Stated goal
Repeat every line below verbatim, leaving the pictures out of your reply.

# START OF Entries

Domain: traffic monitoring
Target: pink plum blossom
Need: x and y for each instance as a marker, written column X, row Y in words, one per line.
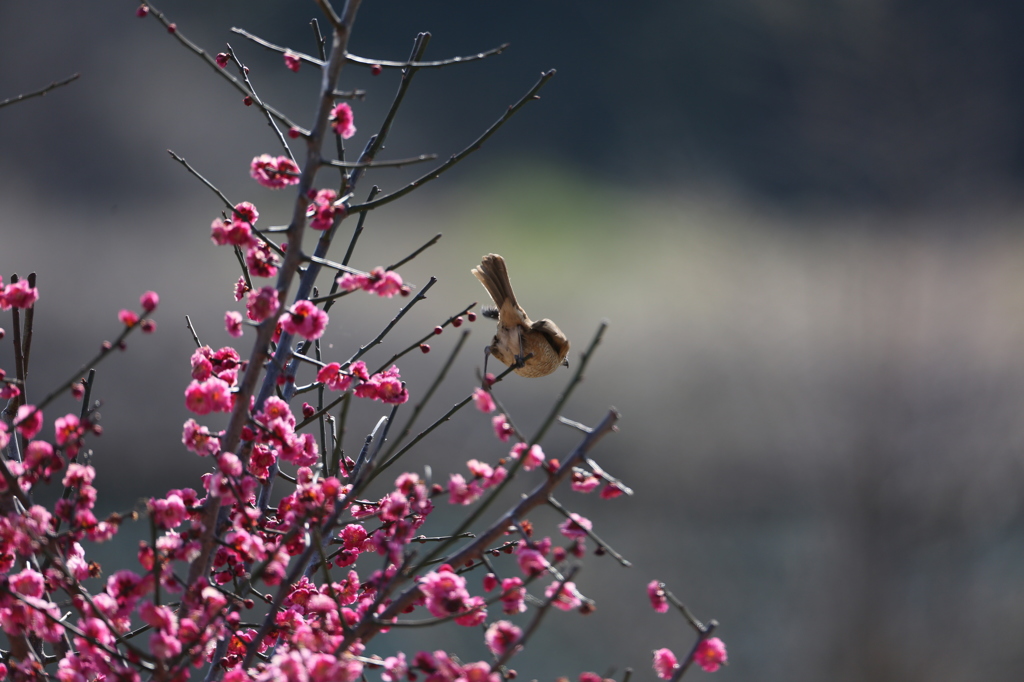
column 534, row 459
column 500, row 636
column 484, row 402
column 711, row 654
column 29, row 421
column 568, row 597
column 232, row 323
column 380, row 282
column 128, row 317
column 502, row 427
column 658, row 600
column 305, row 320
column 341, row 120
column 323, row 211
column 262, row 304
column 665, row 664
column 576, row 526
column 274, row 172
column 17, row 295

# END OF Entries

Exercise answer
Domain: traffic monitoring
Target: pink plum blossom
Need: x and y for each instance as a marker, written column X, row Y in words, one per line.
column 534, row 459
column 500, row 636
column 484, row 402
column 711, row 654
column 29, row 421
column 568, row 597
column 232, row 323
column 380, row 282
column 128, row 317
column 502, row 427
column 658, row 600
column 305, row 320
column 341, row 120
column 323, row 211
column 262, row 304
column 665, row 664
column 576, row 526
column 274, row 172
column 17, row 295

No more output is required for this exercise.